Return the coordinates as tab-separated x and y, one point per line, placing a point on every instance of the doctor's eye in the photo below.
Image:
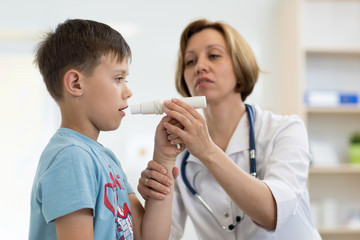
189	62
214	56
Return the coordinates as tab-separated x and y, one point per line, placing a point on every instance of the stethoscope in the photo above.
231	227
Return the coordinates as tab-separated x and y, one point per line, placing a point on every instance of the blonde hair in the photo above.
243	59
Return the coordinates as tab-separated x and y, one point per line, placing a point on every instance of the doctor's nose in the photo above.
201	67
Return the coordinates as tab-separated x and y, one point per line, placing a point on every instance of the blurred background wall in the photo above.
152	28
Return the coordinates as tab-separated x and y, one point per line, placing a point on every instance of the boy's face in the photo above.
106	93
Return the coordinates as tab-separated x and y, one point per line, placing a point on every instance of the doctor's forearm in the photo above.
250	194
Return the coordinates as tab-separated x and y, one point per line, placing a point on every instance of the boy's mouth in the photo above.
122	109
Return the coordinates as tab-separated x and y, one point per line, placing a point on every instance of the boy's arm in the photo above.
154	222
77	225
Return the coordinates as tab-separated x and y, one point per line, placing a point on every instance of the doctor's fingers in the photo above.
173	107
150	178
187	107
147	192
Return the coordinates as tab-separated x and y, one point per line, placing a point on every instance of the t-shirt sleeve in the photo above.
68	185
127	187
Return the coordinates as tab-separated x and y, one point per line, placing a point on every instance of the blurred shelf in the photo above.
333	50
335	110
339	169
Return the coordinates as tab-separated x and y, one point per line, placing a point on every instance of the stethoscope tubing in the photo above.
252	153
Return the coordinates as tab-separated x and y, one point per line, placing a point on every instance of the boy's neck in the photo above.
74	121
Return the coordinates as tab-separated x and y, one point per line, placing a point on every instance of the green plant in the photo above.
355	138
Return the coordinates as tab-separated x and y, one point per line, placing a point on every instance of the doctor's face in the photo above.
208	67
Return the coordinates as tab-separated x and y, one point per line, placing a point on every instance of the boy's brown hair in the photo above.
77	44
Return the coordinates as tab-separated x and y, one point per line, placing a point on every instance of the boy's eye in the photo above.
189	62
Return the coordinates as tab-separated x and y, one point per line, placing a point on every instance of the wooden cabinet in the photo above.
320	42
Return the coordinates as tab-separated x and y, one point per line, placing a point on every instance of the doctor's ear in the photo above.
72	83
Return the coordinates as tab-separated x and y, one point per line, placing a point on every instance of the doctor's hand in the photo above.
165	151
193	131
154	183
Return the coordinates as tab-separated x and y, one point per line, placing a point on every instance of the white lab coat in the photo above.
282	157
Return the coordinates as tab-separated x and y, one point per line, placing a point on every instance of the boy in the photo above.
80	190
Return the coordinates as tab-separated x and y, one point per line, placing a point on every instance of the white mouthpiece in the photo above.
135	109
157	106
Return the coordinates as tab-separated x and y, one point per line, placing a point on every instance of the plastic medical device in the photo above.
157	106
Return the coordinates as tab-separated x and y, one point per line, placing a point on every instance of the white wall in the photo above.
152	29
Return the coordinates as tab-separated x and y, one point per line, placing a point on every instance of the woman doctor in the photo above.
232	200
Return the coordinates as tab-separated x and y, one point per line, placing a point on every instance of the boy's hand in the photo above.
154	183
167	144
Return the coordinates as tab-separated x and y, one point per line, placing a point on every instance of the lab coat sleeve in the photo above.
287	168
178	215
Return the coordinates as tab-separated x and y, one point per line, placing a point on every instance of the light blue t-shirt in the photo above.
75	172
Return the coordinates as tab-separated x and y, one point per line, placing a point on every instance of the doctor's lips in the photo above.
122	109
201	81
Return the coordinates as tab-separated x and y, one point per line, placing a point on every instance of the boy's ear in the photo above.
72	83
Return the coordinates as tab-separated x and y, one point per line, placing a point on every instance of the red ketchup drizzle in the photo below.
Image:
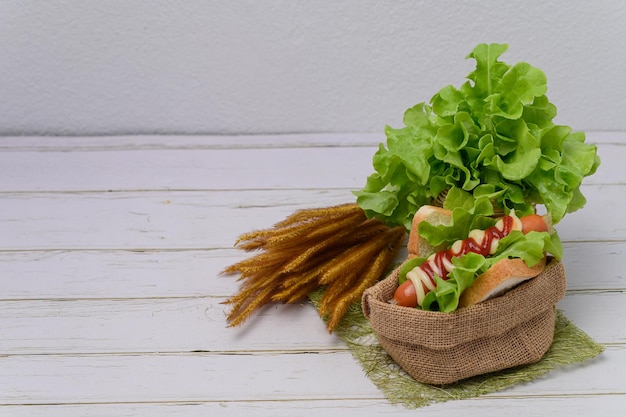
468	245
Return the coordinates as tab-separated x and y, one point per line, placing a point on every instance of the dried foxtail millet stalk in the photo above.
336	248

..............................

## TASK DIRECTIONS
What belongs in the answer is each line of the listing that contains the word "below".

## EXERCISE SOLUTION
Return the coordinates as tab-separated x and y, one point per line, placing a point on every instance of the doctor's eye in the photo below.
Return the coordinates as tab-separated x and y, one point per line, placing a point on every instance of the red ketchup drizzle in the photo below.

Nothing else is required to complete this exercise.